Your goal:
Can you pull out every line of the material that contains the string "covered"? Matches must agree in case.

--- --- ---

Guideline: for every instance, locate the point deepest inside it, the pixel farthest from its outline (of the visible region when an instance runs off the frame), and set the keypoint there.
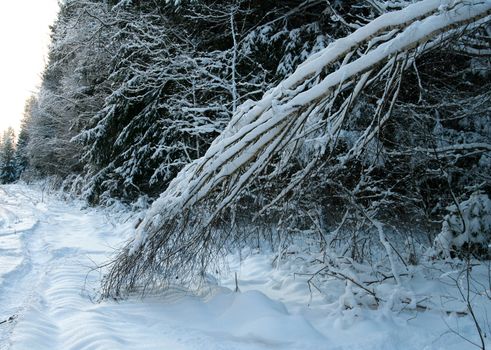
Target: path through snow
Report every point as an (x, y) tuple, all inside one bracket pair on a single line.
[(48, 248)]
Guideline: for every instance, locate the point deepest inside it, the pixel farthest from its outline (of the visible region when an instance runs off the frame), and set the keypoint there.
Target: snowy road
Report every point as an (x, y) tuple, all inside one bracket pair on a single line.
[(48, 248)]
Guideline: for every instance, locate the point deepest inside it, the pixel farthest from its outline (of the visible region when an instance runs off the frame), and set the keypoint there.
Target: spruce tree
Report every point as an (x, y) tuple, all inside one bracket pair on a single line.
[(7, 153)]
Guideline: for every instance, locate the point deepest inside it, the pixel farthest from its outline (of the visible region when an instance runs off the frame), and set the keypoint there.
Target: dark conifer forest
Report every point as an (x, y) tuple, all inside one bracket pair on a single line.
[(360, 128)]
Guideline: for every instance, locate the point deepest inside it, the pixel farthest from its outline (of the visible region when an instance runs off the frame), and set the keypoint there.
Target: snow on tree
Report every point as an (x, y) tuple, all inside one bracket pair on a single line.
[(7, 157), (285, 136), (466, 229)]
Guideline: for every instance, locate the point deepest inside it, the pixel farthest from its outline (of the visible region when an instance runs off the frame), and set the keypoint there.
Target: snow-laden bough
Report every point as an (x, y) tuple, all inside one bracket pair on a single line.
[(182, 232)]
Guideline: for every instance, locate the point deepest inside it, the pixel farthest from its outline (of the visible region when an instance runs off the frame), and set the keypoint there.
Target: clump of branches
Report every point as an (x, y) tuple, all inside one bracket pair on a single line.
[(273, 147)]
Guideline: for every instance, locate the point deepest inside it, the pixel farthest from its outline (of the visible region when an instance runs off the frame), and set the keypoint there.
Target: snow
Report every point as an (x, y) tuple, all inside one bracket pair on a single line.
[(49, 289)]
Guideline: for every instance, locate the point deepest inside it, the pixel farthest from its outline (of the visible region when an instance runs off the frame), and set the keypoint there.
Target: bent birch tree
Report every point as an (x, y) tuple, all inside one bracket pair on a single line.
[(186, 228)]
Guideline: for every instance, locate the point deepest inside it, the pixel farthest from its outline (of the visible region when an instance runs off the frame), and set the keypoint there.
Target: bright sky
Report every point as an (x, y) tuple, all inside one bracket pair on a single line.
[(24, 40)]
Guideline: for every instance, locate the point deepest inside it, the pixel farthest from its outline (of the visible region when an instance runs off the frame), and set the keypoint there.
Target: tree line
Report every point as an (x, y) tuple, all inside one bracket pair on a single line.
[(268, 119)]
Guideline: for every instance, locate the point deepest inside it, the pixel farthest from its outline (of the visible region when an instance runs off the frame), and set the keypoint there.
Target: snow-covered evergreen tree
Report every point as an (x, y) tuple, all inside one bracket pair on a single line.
[(8, 169)]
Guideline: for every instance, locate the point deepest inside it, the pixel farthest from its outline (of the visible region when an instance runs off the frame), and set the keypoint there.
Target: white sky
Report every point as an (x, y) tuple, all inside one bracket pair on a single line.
[(24, 40)]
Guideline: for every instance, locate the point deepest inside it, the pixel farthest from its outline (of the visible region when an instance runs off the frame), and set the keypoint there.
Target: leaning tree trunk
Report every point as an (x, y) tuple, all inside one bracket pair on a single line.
[(178, 238)]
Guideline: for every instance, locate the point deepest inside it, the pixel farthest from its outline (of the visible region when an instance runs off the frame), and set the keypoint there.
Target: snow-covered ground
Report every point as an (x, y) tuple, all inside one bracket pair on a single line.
[(49, 247)]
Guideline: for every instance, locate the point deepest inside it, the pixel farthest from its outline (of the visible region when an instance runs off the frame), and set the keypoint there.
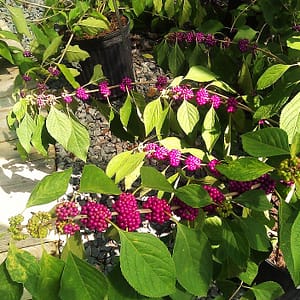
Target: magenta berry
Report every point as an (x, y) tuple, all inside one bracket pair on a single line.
[(96, 216), (126, 84), (174, 157), (82, 94), (160, 210), (193, 163), (185, 211), (202, 96), (103, 89), (216, 196), (128, 217)]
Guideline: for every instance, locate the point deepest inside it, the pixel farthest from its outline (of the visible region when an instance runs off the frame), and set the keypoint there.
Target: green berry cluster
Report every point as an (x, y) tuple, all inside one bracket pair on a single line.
[(15, 227), (39, 224), (289, 169), (225, 209)]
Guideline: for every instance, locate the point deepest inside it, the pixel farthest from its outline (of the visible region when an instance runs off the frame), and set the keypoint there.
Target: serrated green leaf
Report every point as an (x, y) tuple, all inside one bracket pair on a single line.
[(193, 195), (19, 19), (194, 272), (94, 180), (49, 280), (151, 178), (52, 48), (211, 129), (80, 280), (79, 140), (9, 289), (130, 165), (271, 75), (75, 54), (290, 117), (23, 268), (266, 142), (188, 116), (59, 125), (244, 169), (25, 131), (152, 114), (200, 74), (293, 42), (255, 199), (50, 188), (256, 233), (115, 163), (146, 264), (75, 246)]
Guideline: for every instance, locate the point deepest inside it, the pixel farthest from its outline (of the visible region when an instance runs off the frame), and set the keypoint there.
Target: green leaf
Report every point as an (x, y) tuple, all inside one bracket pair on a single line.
[(151, 178), (50, 188), (49, 280), (266, 142), (115, 163), (169, 8), (129, 166), (59, 125), (20, 108), (37, 135), (194, 272), (188, 116), (146, 264), (211, 129), (176, 60), (255, 199), (68, 75), (200, 74), (23, 267), (152, 115), (244, 169), (271, 75), (295, 243), (75, 246), (80, 280), (5, 53), (52, 48), (293, 42), (125, 111), (25, 131), (290, 117), (79, 140), (75, 54), (9, 289), (193, 195), (94, 180), (256, 234), (249, 275), (19, 19), (267, 290)]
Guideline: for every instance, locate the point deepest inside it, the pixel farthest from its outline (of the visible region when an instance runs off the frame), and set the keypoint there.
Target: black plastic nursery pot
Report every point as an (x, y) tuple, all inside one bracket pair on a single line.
[(113, 52)]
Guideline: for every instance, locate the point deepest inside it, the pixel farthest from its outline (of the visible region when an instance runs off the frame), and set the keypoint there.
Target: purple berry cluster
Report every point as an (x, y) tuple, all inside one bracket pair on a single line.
[(216, 196), (160, 210), (128, 217), (266, 183), (97, 216), (184, 211)]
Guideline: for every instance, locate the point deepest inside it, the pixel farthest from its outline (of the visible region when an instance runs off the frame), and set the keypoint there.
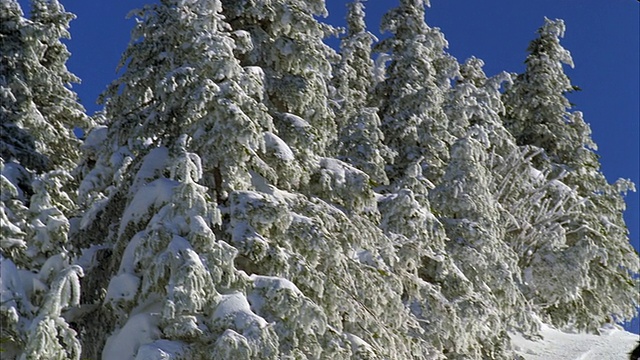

--- --- ---

Task response:
Target: snow-covered evergreen tree
Target: snow-covered ground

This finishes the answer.